Report: Al-Qaida cell in Somalia

A new outfit with links to al-Qaida has grabbed a foothold in Somalia’s capital, says a report by the International Crisis Group.

The country has been without a government since 1991

In a report released on Monday, the Brussels-based group said the Mogadishu cell was led by a young Somali trained in Afghanistan, where al-Qaida was once based.

The armed outfit “announced its existence by murdering four foreign aid workers in the relatively secure territory of Somaliland between October 2003 and April 2004”, the report added.

The International Crisis Group (ICG), which tracks conflicts around the world, said the threat of “terrorism” inspired by an extremist interpretation of Islam “in and from Somalia is real”.

It added that al-Qaida contributed to attacks on US and UN peacekeepers in Somalia in the early 1990s and used the country as a transit zone for attacks on neighbouring Kenya and as a hiding place for some of its leading members today.

-*-

**WHAT YOU WILL DO**.
- 1) From the article on al-Qaida in Somalia, copy the text starting at "In a report" and ending at "leading members today.".
- 2) According to the article on al-Qaida in Somalia, who led the Mogadishu cell?
- 3) Translate this sentence from the article on al-Qaida in Somalia into Spanish: "A new outfit with links to al-Qaida has grabbed a foothold in Somalia’s capital, says a report by the International Crisis Group."

**MATERIAL SHOWN**.
-*-

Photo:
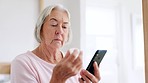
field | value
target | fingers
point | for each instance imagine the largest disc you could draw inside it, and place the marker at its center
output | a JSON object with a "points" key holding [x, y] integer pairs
{"points": [[88, 77], [73, 55], [96, 71], [80, 80]]}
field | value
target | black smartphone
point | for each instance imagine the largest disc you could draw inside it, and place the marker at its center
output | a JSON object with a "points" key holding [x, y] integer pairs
{"points": [[98, 56]]}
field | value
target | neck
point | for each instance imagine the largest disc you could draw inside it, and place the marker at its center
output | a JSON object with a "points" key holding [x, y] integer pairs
{"points": [[48, 54]]}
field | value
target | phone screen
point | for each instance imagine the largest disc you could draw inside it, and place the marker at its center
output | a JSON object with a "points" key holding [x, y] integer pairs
{"points": [[98, 56]]}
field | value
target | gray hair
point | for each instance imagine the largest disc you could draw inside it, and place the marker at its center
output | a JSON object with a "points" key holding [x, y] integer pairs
{"points": [[42, 18]]}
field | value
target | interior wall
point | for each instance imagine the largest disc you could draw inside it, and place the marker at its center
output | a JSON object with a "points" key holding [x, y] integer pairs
{"points": [[17, 22]]}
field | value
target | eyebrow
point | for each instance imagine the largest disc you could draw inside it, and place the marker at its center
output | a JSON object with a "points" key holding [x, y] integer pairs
{"points": [[57, 20]]}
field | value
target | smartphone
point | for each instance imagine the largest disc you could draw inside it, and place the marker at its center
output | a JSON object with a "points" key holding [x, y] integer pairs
{"points": [[98, 56]]}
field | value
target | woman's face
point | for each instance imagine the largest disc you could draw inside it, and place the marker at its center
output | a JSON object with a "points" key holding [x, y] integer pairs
{"points": [[55, 29]]}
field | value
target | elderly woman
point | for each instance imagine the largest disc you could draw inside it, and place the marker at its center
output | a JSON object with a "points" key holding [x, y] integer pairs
{"points": [[46, 63]]}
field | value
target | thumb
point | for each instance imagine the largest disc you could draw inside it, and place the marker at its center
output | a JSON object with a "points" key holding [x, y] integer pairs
{"points": [[67, 53]]}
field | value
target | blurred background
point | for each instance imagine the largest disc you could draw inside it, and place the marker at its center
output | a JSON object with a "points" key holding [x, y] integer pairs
{"points": [[114, 25]]}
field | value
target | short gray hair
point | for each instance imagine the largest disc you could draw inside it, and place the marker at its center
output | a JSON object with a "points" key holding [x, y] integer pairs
{"points": [[42, 18]]}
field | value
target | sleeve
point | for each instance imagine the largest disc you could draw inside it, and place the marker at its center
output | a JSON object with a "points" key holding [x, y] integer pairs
{"points": [[21, 72]]}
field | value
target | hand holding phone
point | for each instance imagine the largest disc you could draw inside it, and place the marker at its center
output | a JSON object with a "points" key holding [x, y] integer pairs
{"points": [[96, 58]]}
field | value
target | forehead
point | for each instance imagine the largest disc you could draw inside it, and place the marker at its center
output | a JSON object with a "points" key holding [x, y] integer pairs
{"points": [[59, 15]]}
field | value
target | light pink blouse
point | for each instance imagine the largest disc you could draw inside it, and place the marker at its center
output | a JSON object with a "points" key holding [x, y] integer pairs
{"points": [[28, 68]]}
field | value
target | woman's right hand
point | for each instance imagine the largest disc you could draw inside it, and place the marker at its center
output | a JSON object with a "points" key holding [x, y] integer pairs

-*-

**ANSWERS TO THE EXERCISES**.
- 1)
In a report released on Monday, the Brussels-based group said the Mogadishu cell was led by a young Somali trained in Afghanistan, where al-Qaida was once based.

The armed outfit “announced its existence by murdering four foreign aid workers in the relatively secure territory of Somaliland between October 2003 and April 2004”, the report added.

The International Crisis Group (ICG), which tracks conflicts around the world, said the threat of “terrorism” inspired by an extremist interpretation of Islam “in and from Somalia is real”.

It added that al-Qaida contributed to attacks on US and UN peacekeepers in Somalia in the early 1990s and used the country as a transit zone for attacks on neighbouring Kenya and as a hiding place for some of its leading members today.

- 2) A young Somali trained in Afghanistan.

- 3) Un nuevo grupo con vínculos con al-Qaida se ha afianzado en la capital de Somalia, afirma un informe del International Crisis Group.